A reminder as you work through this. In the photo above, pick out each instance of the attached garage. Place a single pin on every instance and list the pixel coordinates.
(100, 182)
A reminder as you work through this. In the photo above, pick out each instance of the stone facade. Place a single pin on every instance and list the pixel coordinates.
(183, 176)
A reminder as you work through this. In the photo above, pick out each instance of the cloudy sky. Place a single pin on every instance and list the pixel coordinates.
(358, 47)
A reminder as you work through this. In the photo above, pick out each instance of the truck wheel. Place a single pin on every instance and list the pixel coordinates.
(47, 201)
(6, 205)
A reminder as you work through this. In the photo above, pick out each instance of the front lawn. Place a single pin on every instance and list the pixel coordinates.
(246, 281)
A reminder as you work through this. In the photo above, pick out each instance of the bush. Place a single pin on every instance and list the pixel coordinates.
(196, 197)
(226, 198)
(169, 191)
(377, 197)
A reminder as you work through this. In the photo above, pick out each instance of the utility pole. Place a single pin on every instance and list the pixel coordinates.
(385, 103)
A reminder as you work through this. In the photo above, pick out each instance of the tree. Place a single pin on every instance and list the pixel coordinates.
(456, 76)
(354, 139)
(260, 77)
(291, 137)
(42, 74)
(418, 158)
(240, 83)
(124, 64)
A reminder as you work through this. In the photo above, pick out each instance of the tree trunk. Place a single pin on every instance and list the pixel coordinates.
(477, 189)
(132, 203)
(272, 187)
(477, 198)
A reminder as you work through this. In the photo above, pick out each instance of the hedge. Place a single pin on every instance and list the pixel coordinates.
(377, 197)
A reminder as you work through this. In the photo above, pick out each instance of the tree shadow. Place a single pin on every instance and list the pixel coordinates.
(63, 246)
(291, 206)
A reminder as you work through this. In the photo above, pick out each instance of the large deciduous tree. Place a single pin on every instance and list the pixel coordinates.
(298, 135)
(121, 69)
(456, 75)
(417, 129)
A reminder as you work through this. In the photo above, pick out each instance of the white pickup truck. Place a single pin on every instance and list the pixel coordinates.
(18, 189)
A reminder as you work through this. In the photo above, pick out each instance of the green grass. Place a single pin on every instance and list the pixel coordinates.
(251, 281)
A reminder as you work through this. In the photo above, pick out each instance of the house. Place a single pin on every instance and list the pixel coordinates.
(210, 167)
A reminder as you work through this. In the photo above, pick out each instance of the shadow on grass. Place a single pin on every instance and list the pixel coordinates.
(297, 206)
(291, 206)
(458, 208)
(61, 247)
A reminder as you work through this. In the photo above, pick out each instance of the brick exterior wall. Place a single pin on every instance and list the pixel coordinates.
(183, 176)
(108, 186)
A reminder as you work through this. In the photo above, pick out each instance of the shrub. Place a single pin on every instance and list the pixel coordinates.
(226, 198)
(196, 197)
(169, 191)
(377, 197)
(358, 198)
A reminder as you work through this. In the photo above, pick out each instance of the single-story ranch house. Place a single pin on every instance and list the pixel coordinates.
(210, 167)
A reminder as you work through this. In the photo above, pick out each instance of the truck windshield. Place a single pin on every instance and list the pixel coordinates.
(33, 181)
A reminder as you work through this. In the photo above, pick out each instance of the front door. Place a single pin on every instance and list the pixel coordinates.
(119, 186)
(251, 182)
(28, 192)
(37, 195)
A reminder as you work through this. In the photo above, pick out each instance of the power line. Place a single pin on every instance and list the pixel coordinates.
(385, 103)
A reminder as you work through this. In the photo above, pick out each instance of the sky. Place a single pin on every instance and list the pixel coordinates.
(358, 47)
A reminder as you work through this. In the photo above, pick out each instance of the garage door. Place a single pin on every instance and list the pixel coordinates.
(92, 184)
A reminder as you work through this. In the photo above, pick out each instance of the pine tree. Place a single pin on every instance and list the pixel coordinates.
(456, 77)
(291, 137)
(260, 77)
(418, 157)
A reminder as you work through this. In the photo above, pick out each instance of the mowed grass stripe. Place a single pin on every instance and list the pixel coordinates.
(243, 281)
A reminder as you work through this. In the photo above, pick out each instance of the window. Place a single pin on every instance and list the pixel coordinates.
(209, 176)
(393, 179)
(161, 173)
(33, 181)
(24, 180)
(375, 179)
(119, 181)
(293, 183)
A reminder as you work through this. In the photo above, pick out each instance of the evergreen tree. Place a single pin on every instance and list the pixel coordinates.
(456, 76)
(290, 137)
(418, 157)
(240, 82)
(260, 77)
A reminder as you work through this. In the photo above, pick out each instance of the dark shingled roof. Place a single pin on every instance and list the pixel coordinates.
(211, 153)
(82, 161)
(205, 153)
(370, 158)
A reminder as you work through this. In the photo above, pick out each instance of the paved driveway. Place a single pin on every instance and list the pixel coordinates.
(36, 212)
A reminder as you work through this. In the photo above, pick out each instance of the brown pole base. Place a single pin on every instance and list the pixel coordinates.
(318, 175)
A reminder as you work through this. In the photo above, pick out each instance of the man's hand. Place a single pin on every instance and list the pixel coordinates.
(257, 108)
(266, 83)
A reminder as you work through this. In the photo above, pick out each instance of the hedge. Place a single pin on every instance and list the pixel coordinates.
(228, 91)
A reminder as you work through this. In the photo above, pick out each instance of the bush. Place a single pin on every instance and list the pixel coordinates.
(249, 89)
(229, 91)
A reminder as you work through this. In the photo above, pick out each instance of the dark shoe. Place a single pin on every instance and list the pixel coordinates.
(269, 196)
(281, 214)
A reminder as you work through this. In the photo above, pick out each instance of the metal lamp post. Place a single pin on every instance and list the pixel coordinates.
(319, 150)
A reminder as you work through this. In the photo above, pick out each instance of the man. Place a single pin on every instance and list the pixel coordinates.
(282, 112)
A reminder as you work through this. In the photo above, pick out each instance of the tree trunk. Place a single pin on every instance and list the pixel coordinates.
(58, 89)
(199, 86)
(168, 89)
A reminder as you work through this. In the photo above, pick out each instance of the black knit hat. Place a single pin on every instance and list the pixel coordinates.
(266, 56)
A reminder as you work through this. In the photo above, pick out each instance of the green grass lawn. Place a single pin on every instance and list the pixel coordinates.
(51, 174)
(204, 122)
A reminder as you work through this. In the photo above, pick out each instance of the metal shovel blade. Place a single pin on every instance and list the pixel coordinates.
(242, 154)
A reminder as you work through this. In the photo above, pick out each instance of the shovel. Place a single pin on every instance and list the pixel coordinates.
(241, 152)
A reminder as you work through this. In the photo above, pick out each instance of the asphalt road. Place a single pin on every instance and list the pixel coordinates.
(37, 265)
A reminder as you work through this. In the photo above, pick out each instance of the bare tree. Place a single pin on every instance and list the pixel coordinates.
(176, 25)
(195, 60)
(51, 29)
* * * * * * * * *
### Your goal:
Only those lines running from the one containing "of the shovel." through the last line of the data above are to be copied, exactly, with both ends included.

### Final result:
A reminder as you work through this. In the photo above, pick out each instance of the shovel. Place a single pin on every instance and list the pixel coordinates.
(241, 152)
A reminder as you work through this. In the photo above, pick out each instance of the asphalt road. Place a single pin on every instance and list the pixel coordinates.
(37, 265)
A reminder as you work through this. In the photo above, pick out each instance of the bare tree. Place a single pin on every instance and list the pixel coordinates.
(176, 25)
(195, 60)
(51, 29)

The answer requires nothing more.